3

4db: A Dynamic File-based NoSQL Database for C++

 2 years ago
source link: https://www.codeproject.com/Articles/5318279/4db-A-Dynamic-File-based-NoSQL-Database-for-Cplusp
Go to the source link to view the article. You can view the picture content, updated content and better typesetting reading experience. If the link is broken, please click the button below to view the snapshot at that time.
neoserver,ios ssh client

Background

In this article, we will cover the background, interface, and implementation of 4db, a dynamic, file-based NoSQL database for C++ projects.

4db draws its roots from various things called metastrings over the years.

metastrings is survived in .NET by 4db.net in GitHub, but 4db is a new C++ port. It is modern, clean, and portable, and built directly on the SQLite C API. It should serve C++ developers in need of a simple file-based database well.

Interface

Using 4db is best demonstrated with an annotated sample program:

Shrink ▲   Copy Code
/// <summary>
/// This program demonstrates creating a 4db database and using all four supported commands
/// to populate, access, and manipulate the data.
/// 1. UPSERT
/// 2. SELECT
/// 3. DELETE
/// 4. DROP
/// </summary>
#include "ctxt.h"
#pragma comment(lib, "4db")

#include <stdio.h>

// used by main()
void addCar(fourdb::ctxt& context, int year, 
            const std::wstring& make, const std::wstring& model);

int main()
{
    // 4db is built on SQLite, so to create a 4db database,
    // we simply need to specify the location of the database file.
    // If the file does not exist, an empty database is automatically created.
    // The ctxt class manages the database connection,
    // provides many useful functions for executing SELECT queries,
    // and implements the UPSERT, DELETE and DROP functions.
    // There are many classes in 4db, but ctxt is the one you deal directly with;
    // you can auto the rest as seen here.
    printf("Opening database...\n");
    fourdb::ctxt context("cars.db");

    // Drop our database table to start things clean.
    printf("Starting up...\n");
    context.drop(L"cars");

    // Pass our context into addCar to add database records...so many cars...
    printf("Adding cars to database...\n");
    addCar(context, 1987, L"Nissan", L"Pathfinder");
    addCar(context, 1998, L"Toyota", L"Tacoma");
    addCar(context, 2001, L"Nissan", L"Xterra");
    //...

    // Select data out of the database using a basic dialect of SQL.
    // Here, we gather the "value" pseudo-column which 
    // is the primary key added by the addCar function.
    // We create a query object with our SELECT query,
    // pass in the value for the @year parameter,
    // and use ctxt::execQuery function to execute the query,
    // handing back a reader object to process the results.
    printf("Getting cars...\n");
    std::vector<fourdb::strnum> oldCarKeys;
    auto select =
        fourdb::sql::parse
        (
            L"SELECT value, year, make, model "

[Entries from an annotation dataset]

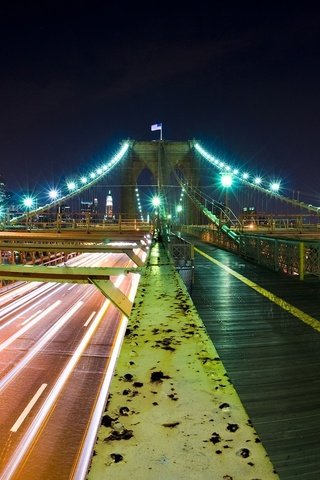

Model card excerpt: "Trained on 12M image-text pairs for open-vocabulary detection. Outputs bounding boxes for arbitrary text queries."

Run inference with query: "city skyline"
[0,1,320,200]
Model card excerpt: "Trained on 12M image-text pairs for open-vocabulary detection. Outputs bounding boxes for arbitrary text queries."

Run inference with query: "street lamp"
[221,172,233,223]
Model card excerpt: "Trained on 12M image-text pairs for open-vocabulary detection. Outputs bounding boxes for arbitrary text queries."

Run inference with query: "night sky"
[0,0,320,204]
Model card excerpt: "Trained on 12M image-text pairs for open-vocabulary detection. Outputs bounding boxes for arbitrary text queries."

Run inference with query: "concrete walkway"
[87,244,279,480]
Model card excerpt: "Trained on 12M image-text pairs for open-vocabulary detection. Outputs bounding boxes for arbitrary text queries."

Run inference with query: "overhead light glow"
[221,173,232,188]
[152,195,161,207]
[49,188,59,200]
[270,182,280,192]
[23,197,34,208]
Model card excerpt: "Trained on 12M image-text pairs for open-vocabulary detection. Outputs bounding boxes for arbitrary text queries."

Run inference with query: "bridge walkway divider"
[87,243,279,480]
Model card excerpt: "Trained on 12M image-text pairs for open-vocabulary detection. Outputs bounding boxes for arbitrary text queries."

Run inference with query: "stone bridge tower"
[121,140,200,224]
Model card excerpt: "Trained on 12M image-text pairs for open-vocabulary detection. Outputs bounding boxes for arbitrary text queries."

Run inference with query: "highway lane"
[0,254,141,480]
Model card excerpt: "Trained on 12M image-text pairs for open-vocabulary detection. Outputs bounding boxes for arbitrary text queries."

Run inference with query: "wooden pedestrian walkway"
[188,238,320,480]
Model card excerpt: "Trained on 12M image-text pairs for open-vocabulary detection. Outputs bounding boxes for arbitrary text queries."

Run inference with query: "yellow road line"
[194,247,320,332]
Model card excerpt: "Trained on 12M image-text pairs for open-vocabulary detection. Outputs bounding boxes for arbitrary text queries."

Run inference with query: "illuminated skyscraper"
[105,190,113,220]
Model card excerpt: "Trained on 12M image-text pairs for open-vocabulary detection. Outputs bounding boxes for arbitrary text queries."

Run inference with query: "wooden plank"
[189,239,320,480]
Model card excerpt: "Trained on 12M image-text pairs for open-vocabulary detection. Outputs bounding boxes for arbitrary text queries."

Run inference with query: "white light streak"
[10,383,48,432]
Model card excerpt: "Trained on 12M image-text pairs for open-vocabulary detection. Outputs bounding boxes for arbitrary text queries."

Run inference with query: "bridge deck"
[88,240,278,480]
[192,239,320,480]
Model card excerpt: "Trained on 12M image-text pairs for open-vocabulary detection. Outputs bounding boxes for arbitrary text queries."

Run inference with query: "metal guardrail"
[183,225,320,280]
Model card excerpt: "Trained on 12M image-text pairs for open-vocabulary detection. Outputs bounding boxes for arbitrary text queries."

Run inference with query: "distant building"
[105,190,113,220]
[0,175,8,220]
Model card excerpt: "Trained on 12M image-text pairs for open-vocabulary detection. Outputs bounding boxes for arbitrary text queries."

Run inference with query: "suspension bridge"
[0,140,320,480]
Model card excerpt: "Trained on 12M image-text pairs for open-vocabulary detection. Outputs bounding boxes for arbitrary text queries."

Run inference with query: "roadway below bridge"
[0,254,138,480]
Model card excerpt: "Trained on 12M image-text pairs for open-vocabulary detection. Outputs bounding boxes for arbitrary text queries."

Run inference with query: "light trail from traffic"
[0,249,140,480]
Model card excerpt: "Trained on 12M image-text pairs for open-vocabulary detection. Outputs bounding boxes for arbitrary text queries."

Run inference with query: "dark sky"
[0,0,320,201]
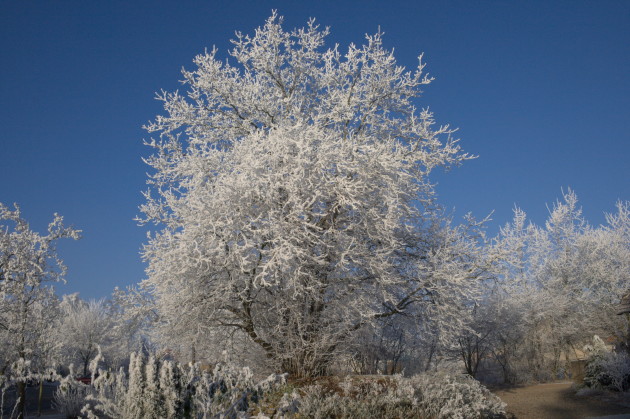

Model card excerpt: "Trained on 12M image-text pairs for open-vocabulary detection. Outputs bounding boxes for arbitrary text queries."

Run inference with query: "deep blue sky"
[0,0,630,298]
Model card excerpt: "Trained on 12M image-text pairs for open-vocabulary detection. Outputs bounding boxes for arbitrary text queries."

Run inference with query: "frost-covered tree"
[0,204,79,416]
[142,13,470,375]
[58,294,115,376]
[489,191,630,379]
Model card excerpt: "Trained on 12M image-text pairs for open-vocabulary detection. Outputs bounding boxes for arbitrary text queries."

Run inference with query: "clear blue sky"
[0,0,630,298]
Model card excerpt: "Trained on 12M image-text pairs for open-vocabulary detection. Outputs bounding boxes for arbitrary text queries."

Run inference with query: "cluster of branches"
[459,191,630,382]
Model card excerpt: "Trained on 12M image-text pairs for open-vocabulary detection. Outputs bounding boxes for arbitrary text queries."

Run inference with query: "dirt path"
[495,382,630,419]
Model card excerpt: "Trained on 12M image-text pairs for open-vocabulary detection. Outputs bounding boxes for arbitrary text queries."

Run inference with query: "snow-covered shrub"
[262,373,505,419]
[83,354,285,419]
[52,376,91,418]
[584,335,630,391]
[411,372,505,419]
[294,376,423,419]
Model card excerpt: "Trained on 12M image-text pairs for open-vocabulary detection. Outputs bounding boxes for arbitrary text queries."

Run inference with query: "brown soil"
[495,382,630,419]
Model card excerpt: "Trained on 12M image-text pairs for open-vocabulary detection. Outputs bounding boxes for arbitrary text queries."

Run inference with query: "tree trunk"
[17,381,26,419]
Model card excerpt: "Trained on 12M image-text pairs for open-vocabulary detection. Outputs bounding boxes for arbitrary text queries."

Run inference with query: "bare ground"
[495,382,630,419]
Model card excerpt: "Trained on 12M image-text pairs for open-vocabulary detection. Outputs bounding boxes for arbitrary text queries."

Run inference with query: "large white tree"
[142,13,474,375]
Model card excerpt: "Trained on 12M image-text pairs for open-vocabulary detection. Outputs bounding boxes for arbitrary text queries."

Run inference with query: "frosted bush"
[53,376,91,418]
[412,372,505,419]
[584,336,630,391]
[273,373,505,419]
[299,376,422,418]
[82,354,285,419]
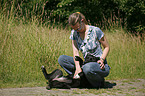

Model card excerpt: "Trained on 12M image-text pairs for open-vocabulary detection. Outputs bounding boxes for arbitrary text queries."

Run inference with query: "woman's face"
[70,21,85,32]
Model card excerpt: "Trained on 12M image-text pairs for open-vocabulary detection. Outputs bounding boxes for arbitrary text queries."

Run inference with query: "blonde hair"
[68,12,87,26]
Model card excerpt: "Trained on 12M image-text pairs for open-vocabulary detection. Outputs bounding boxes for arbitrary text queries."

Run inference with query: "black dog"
[41,56,95,89]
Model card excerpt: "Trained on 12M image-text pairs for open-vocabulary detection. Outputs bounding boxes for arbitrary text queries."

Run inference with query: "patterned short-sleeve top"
[70,25,104,59]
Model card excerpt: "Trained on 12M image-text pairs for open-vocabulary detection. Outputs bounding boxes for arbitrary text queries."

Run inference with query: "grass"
[0,15,145,88]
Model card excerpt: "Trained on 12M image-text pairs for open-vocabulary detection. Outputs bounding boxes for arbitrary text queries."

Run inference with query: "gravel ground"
[0,79,145,96]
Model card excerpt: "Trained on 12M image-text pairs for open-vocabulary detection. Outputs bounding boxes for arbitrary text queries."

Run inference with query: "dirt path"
[0,79,145,96]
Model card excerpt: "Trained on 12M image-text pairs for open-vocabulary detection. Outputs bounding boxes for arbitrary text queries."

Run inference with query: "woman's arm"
[72,40,82,76]
[98,36,110,69]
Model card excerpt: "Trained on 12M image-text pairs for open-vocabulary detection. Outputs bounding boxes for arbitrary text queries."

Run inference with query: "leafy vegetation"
[0,0,145,87]
[0,0,145,35]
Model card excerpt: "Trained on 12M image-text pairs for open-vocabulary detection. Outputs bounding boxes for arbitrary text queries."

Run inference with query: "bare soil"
[0,79,145,96]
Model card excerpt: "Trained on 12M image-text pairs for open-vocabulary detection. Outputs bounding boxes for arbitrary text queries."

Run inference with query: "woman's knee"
[58,55,66,65]
[82,64,91,75]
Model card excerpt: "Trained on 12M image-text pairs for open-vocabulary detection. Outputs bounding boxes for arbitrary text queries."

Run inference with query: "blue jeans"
[58,55,110,87]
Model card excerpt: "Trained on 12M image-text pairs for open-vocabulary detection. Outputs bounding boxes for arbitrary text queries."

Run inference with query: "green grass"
[0,15,145,87]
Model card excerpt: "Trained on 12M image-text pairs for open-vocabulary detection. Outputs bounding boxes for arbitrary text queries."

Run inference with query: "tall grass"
[0,15,145,87]
[0,16,72,88]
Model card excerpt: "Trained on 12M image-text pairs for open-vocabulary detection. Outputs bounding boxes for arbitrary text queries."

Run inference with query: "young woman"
[58,12,110,87]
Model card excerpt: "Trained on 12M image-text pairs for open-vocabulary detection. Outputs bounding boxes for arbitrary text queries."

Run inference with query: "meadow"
[0,15,145,88]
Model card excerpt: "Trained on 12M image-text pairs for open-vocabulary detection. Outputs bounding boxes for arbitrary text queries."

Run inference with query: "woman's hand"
[73,68,82,79]
[97,60,105,70]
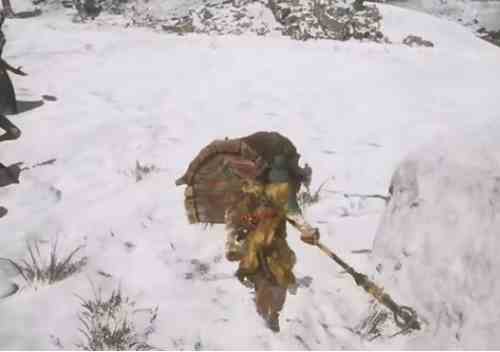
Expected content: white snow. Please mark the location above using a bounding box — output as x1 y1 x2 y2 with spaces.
0 1 500 349
374 122 500 349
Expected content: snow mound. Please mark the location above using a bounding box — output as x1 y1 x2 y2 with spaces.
373 124 500 349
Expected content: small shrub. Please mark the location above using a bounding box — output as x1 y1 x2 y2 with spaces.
76 289 158 351
1 240 87 288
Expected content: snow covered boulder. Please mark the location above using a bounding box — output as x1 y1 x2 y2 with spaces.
403 35 434 48
269 0 384 41
373 125 500 349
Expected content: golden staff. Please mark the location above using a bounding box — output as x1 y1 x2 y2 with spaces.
316 242 420 331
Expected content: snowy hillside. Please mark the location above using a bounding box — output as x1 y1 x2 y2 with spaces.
0 1 500 349
374 121 500 349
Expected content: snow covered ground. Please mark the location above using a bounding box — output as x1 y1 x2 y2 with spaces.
0 1 500 349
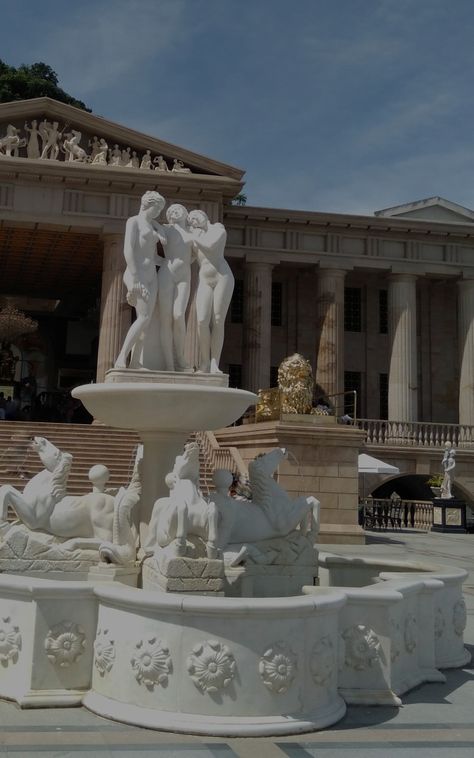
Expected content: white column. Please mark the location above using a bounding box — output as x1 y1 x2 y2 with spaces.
388 274 418 421
458 279 474 426
242 262 273 392
316 268 346 412
97 234 132 382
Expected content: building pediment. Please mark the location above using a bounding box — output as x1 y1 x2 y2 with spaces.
0 97 244 182
375 197 474 224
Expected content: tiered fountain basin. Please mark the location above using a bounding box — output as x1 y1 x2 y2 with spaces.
0 554 470 736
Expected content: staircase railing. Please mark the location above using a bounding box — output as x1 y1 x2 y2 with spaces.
354 418 474 448
196 432 248 476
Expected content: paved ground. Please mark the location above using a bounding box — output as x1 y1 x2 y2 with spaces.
0 532 474 758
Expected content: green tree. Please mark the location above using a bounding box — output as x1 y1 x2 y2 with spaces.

(What you should do): Continue the article about the 4db NoSQL database for C++, starting right after its last line.

(Written answer):
            L"FROM cars "
            L"WHERE year < @year "
            L"ORDER BY year ASC"
        );
    select.addParam(L"@year", 2000);
    auto reader = context.execQuery(select);
    while (reader->read())
    {
        // Collect the primary key ("value") that addCar added
        oldCarKeys.push_back(reader->getString(0));

        // 4db values are either numbers (doubles) or strings
        printf("%d: %S - %S\n", 
               static_cast<int>(reader->getDouble(1)), 
               reader->getString(2).c_str(),
               reader->getString(3).c_str());
    }

    // We use the list of primary keys to delete some rows.
    printf("Deleting old cars... (%u)\n", static_cast<unsigned>(oldCarKeys.size()));
    context.deleteRows(L"cars", oldCarKeys);

    printf("All done.\n");
    return 0;
}

/// <summary>
/// UPSERT a car into our database using the define function.
/// You pass the table name, primary key value, and column data to this function.
/// No need to explicitly create the table, just refer to it by name 
/// and the define function takes care of it.
/// NOTE: The primary key value and column data values
///       can only be strings or numbers.
///       For numbers, they have to be convertible to doubles,
///       and are selected out of the database as doubles.
/// </summary>
/// <param name="context">ctxt for doing database work</param>
/// <param name="year">year of the car</param>
/// <param name="make">make of the car</param>
/// <param name="model">model of the car</param>
void addCar(fourdb::ctxt& context, int year, 
            const std::wstring& make, const std::wstring& model)
{
    std::wstring tableName = L"cars";
    fourdb::strnum primaryKey = fourdb::num2str(year) + L"_" + make + L"_" + model;
    fourdb::paramap columnData
    {
        { L"year", year },
        { L"make", make },
        { L"model", model },
    };
    context.define(tableName, primaryKey, columnData);
}

Implementation

The metastrings concept was always to present what looks like a rows-and-columns SQL interface with an implementation in a "real" SQL database, initially only MySQL, now only SQLite.

The "virtual" schema's tables are pulled into separate real tables in SQLite:

  • A registry of all tables in the virtual schema is stored in the real tables, um, table
  • All columns in all tables are in the names table
  • Every unique value in the entire database - wstring or double - is stored in the values table
  • Each row in each virtual table is represented by a row in the real items table
  • Everything is glued together by the itemnamevalues table, one row per data cell, itemid -> nameid -> valueid

Tons of overhead, will probably never have high performance. But it's simple, and allows for a dynamic schema. And there are tons of use cases where high performance isn't a requirement. I see a bright future for this technology.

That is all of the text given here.